Given request: Summarize the sermon notes below in two sentences.

Extracted text:
<<<<
Focus: Man's strength vs God's strength
Function: To help people see what a difference God makes.
Form:
Intro:
Today we celebrate the birthday of the Church. We have been looking at the work and the power of the Holy Spirit as He is the one who gives all the power to the Church.
I love the disciples in this passage.
We read the last verses of Acts 1. Last week, we saw how God told them how only power of the Holy Spirit would make them successful.
At the end of Mark and at the end of Matthew, in both places, the apostles are given the order to go Galilee to wait for God. The command is for them to not get ahead of themselves and wait for the leading of God.
Do you ever find it hard to wait for God?
It is ever difficult for us to wait when it feels like we are in limbo with nothing to do?
In my morning devotions, I have been studying the book of 1 Samuel, the story of King David's beginning and the story of the failure of King Saul.
I want to draw a correlation between the beginning of the Israeli Kingdom and the beginning of the Kingdom of Heaven that is now here on planet earth.
I want us to see how they started out in their own power instead of the power of the Holy Spirit.
Saul was Israel's first king.
Saul was either an impatient man, or he was a faithless man. It seems that his problem was that he was more concerned with what people thought of him than with what God thought of him.
Either that, or he was afraid to trust in God's power and he resorted to taking matters into his own hand.
In 1 Samuel 13, right before a significant battle, Samuel, God's prophet told him to wait to go to battle until Samuel showed up, offered a sacrifice for God's blessing and then they could go do what they were called to do.
Except they were facing a large army. And the prophet delayed his coming. And while he was waiting for the prophet, more and more men from his army kept deserting him.
He kept looking at the size of his own army getting smaller and smaller and it didn't make sense to him to delay.
>>>>
Record excerpts:
<<<<
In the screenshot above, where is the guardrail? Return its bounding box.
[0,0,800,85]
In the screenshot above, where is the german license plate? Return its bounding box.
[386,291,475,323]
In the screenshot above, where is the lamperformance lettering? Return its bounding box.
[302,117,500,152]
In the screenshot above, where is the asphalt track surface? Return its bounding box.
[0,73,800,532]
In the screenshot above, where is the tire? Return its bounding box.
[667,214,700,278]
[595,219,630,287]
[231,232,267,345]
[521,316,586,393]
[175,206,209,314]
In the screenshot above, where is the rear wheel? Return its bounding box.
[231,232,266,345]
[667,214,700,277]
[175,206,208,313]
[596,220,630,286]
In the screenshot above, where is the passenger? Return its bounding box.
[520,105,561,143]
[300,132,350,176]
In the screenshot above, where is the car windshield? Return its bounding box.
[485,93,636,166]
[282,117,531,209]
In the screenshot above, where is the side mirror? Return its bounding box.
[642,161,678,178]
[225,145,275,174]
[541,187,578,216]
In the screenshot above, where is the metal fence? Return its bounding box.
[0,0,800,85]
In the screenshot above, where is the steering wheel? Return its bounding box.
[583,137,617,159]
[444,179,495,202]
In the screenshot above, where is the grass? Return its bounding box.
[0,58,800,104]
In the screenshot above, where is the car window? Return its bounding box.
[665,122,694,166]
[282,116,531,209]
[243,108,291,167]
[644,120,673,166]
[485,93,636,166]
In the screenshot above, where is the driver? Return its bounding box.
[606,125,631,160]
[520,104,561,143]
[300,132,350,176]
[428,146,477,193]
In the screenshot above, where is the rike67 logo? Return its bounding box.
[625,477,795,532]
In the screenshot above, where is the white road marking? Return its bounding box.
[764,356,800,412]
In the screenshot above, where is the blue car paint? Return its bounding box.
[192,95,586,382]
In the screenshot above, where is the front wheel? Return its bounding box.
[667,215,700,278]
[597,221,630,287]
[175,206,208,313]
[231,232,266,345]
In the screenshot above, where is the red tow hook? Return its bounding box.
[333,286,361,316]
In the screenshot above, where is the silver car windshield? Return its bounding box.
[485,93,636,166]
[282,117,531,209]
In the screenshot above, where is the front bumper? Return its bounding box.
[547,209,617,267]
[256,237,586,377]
>>>>
Problem solution: On the Church's birthday, the notes point to the disciples being ordered to wait in Galilee for God's leading instead of getting ahead of themselves. They set this beside Israel's first king, Saul, who was told by Samuel in 1 Samuel 13 to wait for a sacrifice before battle, but who watched his army shrink as the prophet delayed and saw no sense in waiting.